SET EXERCISE:
Copy every line from the one containing "la on jersey and record integer pixel coordinates." through the last line of the records below, both included, and nothing else.

DATA RECORDS:
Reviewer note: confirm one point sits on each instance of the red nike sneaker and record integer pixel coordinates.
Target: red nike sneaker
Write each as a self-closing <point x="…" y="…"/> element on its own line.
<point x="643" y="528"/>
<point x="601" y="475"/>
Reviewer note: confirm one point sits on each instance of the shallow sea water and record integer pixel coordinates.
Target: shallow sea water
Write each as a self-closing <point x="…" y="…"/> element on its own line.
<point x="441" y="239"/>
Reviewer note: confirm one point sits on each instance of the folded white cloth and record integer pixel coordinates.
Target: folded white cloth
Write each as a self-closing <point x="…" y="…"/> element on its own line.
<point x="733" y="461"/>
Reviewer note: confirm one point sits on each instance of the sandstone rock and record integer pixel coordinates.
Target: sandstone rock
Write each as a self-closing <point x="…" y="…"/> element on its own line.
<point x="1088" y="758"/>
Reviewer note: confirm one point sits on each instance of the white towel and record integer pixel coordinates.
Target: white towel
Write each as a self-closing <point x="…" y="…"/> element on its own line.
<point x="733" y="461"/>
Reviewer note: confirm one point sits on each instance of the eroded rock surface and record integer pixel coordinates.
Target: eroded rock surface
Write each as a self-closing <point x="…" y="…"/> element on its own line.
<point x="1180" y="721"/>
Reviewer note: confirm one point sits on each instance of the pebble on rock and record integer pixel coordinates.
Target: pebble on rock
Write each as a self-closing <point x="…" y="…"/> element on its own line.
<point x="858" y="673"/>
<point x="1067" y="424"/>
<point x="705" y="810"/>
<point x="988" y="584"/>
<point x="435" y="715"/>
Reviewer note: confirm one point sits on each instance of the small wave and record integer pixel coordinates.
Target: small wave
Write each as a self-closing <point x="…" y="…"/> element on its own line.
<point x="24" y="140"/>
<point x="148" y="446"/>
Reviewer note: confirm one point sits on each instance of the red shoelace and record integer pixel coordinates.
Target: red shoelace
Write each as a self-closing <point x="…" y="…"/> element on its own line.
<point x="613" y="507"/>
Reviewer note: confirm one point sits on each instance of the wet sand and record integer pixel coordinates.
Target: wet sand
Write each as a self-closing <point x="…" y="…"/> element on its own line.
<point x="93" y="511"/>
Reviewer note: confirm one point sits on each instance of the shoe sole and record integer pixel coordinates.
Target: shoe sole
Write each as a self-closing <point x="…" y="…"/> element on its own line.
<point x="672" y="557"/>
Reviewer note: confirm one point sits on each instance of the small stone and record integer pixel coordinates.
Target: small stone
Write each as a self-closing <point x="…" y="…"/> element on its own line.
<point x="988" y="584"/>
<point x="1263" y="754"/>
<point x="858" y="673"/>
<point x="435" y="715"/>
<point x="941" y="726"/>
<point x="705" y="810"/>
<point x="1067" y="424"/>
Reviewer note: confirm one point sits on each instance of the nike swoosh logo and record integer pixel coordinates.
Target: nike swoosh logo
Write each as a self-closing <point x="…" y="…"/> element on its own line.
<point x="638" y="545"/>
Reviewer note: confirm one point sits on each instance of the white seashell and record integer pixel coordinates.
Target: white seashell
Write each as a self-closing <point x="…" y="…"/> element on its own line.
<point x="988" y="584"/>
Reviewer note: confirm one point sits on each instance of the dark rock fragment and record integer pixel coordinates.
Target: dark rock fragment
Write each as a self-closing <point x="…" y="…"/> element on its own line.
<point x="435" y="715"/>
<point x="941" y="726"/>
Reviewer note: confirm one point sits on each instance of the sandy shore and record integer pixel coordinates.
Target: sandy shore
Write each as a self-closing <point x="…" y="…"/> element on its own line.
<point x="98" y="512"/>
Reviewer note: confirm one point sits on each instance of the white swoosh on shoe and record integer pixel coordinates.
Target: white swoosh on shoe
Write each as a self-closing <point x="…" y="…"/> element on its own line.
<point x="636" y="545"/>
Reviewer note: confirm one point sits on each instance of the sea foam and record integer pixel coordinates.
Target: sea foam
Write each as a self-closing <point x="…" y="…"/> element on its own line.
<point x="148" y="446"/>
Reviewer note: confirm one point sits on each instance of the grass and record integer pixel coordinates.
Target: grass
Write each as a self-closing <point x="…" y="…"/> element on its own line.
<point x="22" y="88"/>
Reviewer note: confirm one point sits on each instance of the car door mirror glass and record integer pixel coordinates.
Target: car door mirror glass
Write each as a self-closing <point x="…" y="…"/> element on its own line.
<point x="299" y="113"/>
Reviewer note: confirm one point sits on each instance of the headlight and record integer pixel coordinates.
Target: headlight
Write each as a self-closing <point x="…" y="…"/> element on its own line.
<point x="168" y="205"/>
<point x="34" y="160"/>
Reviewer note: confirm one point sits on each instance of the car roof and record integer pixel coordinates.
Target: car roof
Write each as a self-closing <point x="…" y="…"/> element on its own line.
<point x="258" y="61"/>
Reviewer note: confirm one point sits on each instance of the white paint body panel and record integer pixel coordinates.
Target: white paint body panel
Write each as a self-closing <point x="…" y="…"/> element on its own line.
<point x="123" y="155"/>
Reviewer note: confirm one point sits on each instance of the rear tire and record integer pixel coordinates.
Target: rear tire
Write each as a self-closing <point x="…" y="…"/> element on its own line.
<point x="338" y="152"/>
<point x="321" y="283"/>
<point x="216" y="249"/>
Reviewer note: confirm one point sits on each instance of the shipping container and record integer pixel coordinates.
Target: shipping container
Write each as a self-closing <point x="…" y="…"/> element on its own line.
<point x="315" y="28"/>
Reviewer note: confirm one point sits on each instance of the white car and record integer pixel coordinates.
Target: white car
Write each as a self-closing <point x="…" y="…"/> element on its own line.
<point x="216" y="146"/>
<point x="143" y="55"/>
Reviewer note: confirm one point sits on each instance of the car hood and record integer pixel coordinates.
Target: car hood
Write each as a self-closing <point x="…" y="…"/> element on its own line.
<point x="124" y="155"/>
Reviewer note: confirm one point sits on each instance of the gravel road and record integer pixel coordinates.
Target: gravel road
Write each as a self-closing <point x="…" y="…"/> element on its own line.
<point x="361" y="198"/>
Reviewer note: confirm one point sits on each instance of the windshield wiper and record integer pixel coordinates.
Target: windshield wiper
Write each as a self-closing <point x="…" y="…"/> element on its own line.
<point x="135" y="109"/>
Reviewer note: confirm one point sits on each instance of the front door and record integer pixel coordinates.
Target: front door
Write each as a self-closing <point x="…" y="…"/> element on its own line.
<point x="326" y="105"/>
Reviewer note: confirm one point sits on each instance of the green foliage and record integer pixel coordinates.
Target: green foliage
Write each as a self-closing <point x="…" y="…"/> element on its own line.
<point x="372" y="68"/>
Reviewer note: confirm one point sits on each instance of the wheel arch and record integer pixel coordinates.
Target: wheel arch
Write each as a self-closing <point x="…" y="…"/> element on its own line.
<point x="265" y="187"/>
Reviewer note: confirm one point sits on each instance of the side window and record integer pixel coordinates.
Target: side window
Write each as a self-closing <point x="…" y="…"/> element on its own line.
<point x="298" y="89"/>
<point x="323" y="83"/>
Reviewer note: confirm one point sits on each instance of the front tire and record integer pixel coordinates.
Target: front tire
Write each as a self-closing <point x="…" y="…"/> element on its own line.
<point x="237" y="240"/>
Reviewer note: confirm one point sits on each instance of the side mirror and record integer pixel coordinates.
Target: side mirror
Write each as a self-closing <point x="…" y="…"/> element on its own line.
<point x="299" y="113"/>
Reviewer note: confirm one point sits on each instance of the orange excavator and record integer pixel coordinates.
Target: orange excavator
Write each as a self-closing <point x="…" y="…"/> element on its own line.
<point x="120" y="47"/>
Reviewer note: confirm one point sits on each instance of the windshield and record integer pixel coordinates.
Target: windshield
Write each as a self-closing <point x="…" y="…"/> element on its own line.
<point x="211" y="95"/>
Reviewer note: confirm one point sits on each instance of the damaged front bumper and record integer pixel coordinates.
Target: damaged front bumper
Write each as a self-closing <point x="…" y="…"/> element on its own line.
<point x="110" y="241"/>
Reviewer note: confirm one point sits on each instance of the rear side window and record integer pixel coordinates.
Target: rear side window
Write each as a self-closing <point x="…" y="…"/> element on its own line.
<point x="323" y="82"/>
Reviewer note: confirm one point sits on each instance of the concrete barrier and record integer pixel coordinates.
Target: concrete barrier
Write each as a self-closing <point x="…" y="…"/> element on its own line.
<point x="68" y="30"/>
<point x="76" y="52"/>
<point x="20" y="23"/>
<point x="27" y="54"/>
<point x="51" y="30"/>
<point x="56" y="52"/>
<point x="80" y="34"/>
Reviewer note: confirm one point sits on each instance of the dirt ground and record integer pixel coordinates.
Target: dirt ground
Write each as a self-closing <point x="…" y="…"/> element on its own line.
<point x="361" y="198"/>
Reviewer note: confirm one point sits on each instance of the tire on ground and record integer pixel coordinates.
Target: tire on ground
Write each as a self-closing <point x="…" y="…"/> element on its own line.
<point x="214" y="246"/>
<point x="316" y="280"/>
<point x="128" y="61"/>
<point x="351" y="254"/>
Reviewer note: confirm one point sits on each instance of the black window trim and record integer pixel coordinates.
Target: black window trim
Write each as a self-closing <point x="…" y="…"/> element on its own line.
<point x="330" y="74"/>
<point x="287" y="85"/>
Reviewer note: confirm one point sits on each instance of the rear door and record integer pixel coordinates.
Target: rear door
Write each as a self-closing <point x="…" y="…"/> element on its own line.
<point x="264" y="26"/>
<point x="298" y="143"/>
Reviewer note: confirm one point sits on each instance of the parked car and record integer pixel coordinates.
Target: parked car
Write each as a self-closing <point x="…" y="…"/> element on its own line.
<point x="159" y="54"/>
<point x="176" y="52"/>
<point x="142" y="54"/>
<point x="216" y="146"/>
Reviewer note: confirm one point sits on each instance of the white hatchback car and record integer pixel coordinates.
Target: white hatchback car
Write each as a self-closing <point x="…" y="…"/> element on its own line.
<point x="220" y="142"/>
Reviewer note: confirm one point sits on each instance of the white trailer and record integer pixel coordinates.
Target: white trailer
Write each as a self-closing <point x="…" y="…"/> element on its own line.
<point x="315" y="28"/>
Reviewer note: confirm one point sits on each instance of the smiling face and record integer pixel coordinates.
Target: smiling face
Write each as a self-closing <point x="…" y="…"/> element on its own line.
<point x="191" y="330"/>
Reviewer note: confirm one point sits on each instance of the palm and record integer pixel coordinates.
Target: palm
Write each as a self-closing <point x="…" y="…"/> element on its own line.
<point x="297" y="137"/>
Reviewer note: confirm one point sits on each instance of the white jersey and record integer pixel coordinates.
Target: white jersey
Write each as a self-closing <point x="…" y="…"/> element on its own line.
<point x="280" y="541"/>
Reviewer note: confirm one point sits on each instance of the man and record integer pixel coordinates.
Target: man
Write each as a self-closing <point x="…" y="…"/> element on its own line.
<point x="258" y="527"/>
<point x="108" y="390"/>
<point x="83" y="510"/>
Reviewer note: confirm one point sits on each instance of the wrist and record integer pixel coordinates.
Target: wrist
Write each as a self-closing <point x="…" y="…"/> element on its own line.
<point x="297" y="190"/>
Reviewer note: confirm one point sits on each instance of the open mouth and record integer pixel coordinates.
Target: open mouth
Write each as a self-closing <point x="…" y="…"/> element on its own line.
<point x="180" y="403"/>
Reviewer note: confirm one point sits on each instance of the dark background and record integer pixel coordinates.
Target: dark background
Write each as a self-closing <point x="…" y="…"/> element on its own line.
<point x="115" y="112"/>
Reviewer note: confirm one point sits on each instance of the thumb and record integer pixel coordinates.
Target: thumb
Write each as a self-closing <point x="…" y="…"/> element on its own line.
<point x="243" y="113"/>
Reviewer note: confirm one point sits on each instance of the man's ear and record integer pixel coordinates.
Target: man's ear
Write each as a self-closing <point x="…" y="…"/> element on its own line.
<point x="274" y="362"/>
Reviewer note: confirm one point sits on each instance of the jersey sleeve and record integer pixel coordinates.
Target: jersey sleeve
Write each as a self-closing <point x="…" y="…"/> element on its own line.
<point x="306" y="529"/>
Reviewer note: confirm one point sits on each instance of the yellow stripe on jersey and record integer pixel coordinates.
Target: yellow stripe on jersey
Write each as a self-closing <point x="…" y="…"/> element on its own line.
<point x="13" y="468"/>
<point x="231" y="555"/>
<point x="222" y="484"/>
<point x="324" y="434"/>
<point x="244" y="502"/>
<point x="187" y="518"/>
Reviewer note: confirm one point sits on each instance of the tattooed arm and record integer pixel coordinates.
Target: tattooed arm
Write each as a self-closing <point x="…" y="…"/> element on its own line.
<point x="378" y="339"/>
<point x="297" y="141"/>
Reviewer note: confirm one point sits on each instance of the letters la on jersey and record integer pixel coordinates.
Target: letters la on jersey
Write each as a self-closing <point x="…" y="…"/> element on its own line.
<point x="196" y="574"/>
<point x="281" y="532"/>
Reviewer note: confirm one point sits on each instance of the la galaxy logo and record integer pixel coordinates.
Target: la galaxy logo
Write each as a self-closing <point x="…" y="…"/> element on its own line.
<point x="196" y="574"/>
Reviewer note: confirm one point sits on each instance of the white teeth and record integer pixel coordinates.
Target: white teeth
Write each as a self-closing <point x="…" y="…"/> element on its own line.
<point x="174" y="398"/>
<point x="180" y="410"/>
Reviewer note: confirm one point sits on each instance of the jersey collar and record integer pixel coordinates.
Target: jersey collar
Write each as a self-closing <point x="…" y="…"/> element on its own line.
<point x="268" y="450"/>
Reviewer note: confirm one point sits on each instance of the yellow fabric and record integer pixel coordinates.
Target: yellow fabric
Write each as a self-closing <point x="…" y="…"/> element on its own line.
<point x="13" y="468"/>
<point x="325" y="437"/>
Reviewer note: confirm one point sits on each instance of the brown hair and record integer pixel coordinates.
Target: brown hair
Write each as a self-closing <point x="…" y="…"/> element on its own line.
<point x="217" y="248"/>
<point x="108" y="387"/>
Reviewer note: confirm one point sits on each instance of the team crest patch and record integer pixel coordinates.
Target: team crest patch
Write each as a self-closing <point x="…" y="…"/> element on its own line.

REPLY:
Reviewer note: confirm one point sits on each instance of the letters la on jersey and record integer pixel coordinates.
Target: letters la on jersey
Write each as a self-closing <point x="…" y="…"/> element on its own line.
<point x="196" y="574"/>
<point x="281" y="532"/>
Reviewer note: confirm one point sits on each instance of the la galaxy logo and record integer pixel coordinates.
Target: la galaxy logo
Write each as a self-closing <point x="…" y="…"/> element on its own line.
<point x="196" y="574"/>
Reviewer note: confirm one point sits on each instance of the white teeth and record integer pixel coordinates.
Target: white teeth
Write each as a self-closing <point x="…" y="…"/> element on its own line.
<point x="174" y="398"/>
<point x="180" y="410"/>
Reviewer note: confirm one point sits on each instance of the jersey collar and record integer pixel coordinates.
Target: jersey collar
Write each as a self-closing <point x="…" y="…"/> element on its own line.
<point x="268" y="450"/>
Reviewer note: confirm one point sits on each instance of the yellow fabric and record integer pixel coordinates.
Target: yellow fabric
Write each as a self-closing <point x="…" y="…"/> element on its own line.
<point x="13" y="468"/>
<point x="325" y="437"/>
Reviewer note: confirm one point sits on each instance of the brown hair and record integer pixel coordinates.
Target: brown hair
Write each as a self-closing <point x="…" y="…"/> element on its own line.
<point x="217" y="248"/>
<point x="108" y="387"/>
Reviewer note: confirm one point sits on each instance of the team crest patch and record integer pixel coordinates.
Target: team crest patch
Write each as a self-closing <point x="…" y="…"/> element on its own line.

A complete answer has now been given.